▶ _What you need to do_:
a – Using the forum thread, answer these:
(i) What price does Hz_joe give for the impedance converter, and what does that price include?
(ii) Which tube does Skylab plan to try in the Jade, and with what adapter?
(iii) Which headphones did MLA use with the Brimar 6SN7GT and RFT 12AT7?
b – Print the stretch of the forum thread from "I'm totally hooked" through "NOS tubes around.".
# Extracted text start
Joe, how much for the impedance converter (with shipping)?


----------



## Skylab

As soon as I get around to it I will try a 6F8G in the Jade (using a 6SN7 adapter). That could be fun


----------



## Hz_joe

Quote:


  Originally Posted by *MLA* /img/forum/go_quote.gif 
_Joe, how much for the impedance converter (with shipping)?_

 


 US$100 - free shipping


----------



## sfmatt

Quote:


  Originally Posted by *MLA* /img/forum/go_quote.gif 
_Well, here's today's tube experiment: Brimar 6SN7GT and RFT 12AT7 with HD650. To my ears, an excellent combo! Very forward, very dynamic, very detailed. Will stick with this for a while I think!_

 

I'm totally hooked to the sound of the RFT combined with HD650. What a punch! It brings the best out of the headphones, as you said dynamic and detailed. Really has to be heard to be believed. Best of all, it's one of the cheapest NOS tubes around.
# Extracted text end
# Given entries start
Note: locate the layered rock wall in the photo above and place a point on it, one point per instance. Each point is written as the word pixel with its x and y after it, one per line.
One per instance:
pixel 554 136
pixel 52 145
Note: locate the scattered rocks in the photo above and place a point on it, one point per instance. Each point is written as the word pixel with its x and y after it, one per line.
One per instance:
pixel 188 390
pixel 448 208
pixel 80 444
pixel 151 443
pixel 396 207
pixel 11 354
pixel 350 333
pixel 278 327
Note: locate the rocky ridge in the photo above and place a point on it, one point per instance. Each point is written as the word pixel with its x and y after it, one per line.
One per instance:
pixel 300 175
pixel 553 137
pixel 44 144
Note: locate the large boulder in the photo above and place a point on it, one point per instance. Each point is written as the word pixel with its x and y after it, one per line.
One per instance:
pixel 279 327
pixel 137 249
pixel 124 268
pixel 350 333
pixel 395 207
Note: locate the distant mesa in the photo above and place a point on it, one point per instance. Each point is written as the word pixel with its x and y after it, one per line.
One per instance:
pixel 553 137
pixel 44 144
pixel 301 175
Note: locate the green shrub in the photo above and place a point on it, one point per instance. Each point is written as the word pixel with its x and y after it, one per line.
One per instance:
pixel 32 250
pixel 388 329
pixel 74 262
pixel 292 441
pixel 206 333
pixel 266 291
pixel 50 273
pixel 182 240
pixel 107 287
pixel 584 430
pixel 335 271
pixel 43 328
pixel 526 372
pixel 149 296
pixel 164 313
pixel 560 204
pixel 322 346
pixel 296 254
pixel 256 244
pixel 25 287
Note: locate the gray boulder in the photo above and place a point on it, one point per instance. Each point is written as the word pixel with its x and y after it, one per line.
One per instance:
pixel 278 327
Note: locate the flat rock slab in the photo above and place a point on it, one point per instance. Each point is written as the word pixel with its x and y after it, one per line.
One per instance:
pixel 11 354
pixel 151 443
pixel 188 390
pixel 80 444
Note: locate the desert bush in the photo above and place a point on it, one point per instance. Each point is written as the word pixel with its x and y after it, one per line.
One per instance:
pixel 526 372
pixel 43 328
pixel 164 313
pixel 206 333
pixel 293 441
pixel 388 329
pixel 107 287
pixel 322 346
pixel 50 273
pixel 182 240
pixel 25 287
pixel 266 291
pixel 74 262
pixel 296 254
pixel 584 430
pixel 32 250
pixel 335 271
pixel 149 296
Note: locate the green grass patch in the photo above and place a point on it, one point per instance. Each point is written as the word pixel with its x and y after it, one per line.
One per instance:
# Given entries end
▶ _Answers to the problems_:
a –
(i) US$100, with free shipping.
(ii) A 6F8G, using a 6SN7 adapter.
(iii) The HD650.

b –
I'm totally hooked to the sound of the RFT combined with HD650. What a punch! It brings the best out of the headphones, as you said dynamic and detailed. Really has to be heard to be believed. Best of all, it's one of the cheapest NOS tubes around.